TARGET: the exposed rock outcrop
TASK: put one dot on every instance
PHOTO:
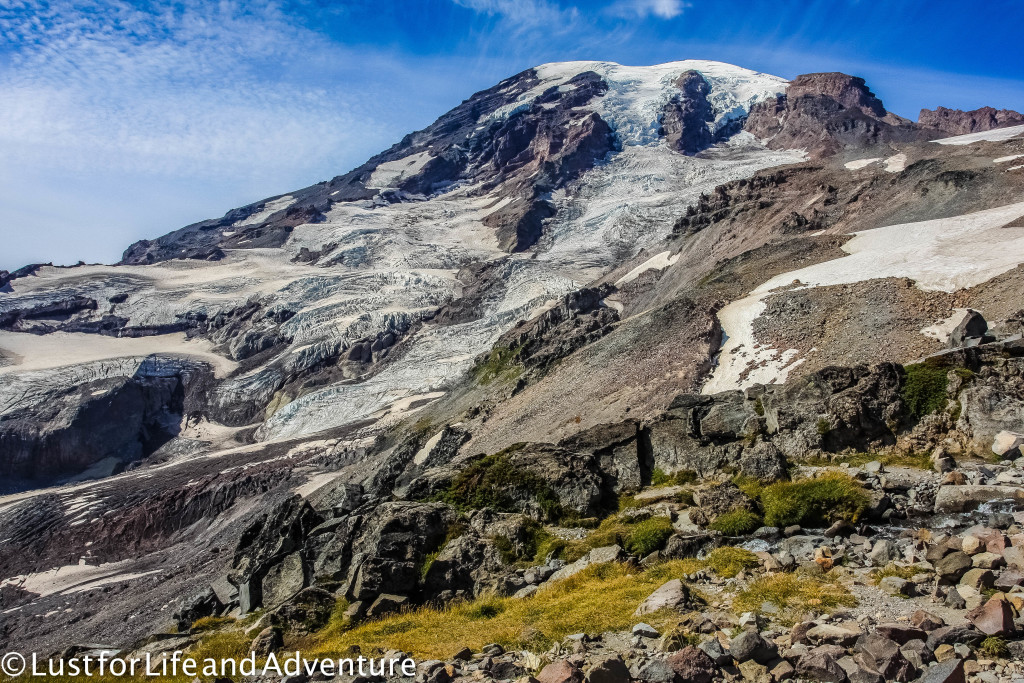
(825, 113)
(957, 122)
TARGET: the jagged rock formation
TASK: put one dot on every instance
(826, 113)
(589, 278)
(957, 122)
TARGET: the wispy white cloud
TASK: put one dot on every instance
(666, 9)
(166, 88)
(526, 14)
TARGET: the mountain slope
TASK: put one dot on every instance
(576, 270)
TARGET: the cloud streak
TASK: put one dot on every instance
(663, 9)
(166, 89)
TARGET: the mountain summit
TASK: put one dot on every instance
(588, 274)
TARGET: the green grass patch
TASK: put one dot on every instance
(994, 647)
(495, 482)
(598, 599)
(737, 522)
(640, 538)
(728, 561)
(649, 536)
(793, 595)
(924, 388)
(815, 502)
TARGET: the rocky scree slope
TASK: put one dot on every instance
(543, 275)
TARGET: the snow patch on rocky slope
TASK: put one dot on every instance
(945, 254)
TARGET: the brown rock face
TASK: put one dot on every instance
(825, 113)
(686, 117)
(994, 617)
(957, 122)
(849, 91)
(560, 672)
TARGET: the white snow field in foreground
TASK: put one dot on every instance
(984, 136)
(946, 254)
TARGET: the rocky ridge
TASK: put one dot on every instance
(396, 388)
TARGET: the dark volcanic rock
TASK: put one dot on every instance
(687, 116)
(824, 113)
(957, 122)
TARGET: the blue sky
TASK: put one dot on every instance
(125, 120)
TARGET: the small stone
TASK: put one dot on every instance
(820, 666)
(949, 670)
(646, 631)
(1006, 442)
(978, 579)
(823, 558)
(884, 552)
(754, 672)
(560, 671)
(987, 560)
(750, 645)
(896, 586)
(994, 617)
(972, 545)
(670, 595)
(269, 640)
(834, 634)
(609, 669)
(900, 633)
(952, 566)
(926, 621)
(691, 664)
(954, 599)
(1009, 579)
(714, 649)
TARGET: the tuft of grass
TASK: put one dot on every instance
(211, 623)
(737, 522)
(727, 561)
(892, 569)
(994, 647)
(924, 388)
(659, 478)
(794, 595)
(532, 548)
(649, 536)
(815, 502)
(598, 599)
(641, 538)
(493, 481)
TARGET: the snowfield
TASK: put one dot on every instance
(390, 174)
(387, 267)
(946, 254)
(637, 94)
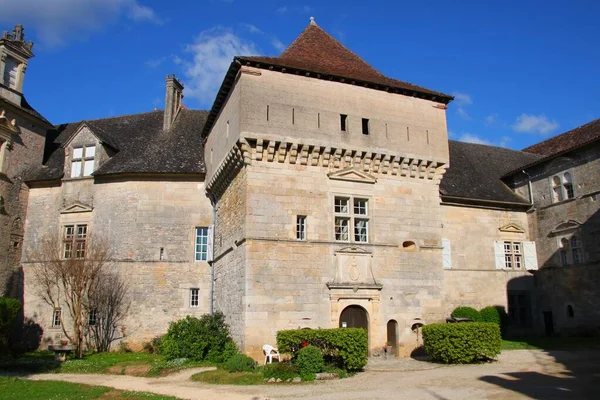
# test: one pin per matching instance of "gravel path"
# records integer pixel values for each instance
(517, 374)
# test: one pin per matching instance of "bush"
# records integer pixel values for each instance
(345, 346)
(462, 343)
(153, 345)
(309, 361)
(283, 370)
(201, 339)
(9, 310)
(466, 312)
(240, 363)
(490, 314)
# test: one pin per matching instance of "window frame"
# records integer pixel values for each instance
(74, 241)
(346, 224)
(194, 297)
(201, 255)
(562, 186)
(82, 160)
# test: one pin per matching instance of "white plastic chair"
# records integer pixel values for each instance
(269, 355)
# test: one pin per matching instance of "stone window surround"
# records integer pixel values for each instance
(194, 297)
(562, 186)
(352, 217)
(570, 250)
■ ■ ■ ■
- [WHAT THE TASK ASKS]
Working from the lines above, reproduce the material exactly and exclude its pictures.

- [PROBLEM SOLUTION]
TARGET: the exposed rock outcrop
TASK: put one dot on every instance
PHOTO:
(825, 113)
(957, 122)
TARGET: the jagged rock formation
TASK: put one dot on every instance
(826, 113)
(589, 278)
(957, 122)
TARGET: the wispy white cloud
TASK: put one dot on every instance
(666, 9)
(166, 88)
(526, 14)
TARGET: the mountain slope
TASK: put one dot on every instance
(576, 270)
TARGET: the cloud streak
TASK: put one dot on every instance
(663, 9)
(166, 89)
TARGET: the mountain summit
TASK: put one dot on every instance
(588, 274)
TARGET: the green grass patch
TASK: put one dot on every instance
(994, 647)
(495, 482)
(598, 599)
(737, 522)
(640, 538)
(728, 561)
(649, 536)
(793, 595)
(924, 388)
(815, 502)
TARGET: the rocky scree slope
TASK: put one dot on every instance
(543, 275)
TARGET: the snow patch on rocky slope
TASK: put one dot on every instance
(945, 254)
TARGET: the brown rock face
TASK: put one dot on every instance
(825, 113)
(686, 117)
(994, 617)
(957, 122)
(849, 91)
(560, 672)
TARGET: the white snow field in foreground
TASK: put one dot on every instance
(984, 136)
(946, 254)
TARGET: the rocky ridge
TASK: put one dot on every instance
(396, 388)
TARGET: the dark volcanic rock
TASK: put one dot on every instance
(687, 116)
(824, 113)
(957, 122)
TARGET: the blue sky
TASK: put one dot on every instance
(125, 120)
TARGET: the small stone
TASK: put one dot on every instance
(820, 666)
(949, 670)
(646, 631)
(1006, 442)
(978, 579)
(823, 558)
(884, 552)
(754, 672)
(560, 671)
(987, 560)
(750, 645)
(896, 586)
(994, 617)
(972, 545)
(670, 595)
(269, 640)
(834, 634)
(609, 669)
(900, 633)
(952, 566)
(926, 621)
(691, 664)
(954, 599)
(1009, 579)
(714, 649)
TARGET: the tuft of grass
TASK: put one dot on every instance
(211, 623)
(737, 522)
(727, 561)
(892, 569)
(994, 647)
(924, 388)
(659, 478)
(794, 595)
(532, 548)
(649, 536)
(815, 502)
(598, 599)
(641, 538)
(493, 481)
TARGET: the snowfield
TASK: put one dot on every instance
(390, 174)
(387, 267)
(946, 254)
(637, 94)
# test: one pin per matching instance of "gravel path"
# records integer pixel values for each instance
(517, 374)
# test: one pin per matching instance of "bush"
# records integer pixel values for each instance
(345, 346)
(462, 343)
(153, 345)
(309, 361)
(283, 370)
(201, 339)
(9, 310)
(466, 312)
(240, 363)
(490, 314)
# test: one pin per matching instance of "window frame"
# records integer pixel values for each instance
(74, 241)
(346, 224)
(194, 297)
(201, 255)
(562, 186)
(82, 160)
# test: one pin per matching instance of "white plastic chair"
# records integer pixel values for each instance
(269, 355)
# test: one pin per matching instance of "stone window surround"
# records integer pixel values for each instance
(194, 297)
(562, 186)
(352, 217)
(570, 250)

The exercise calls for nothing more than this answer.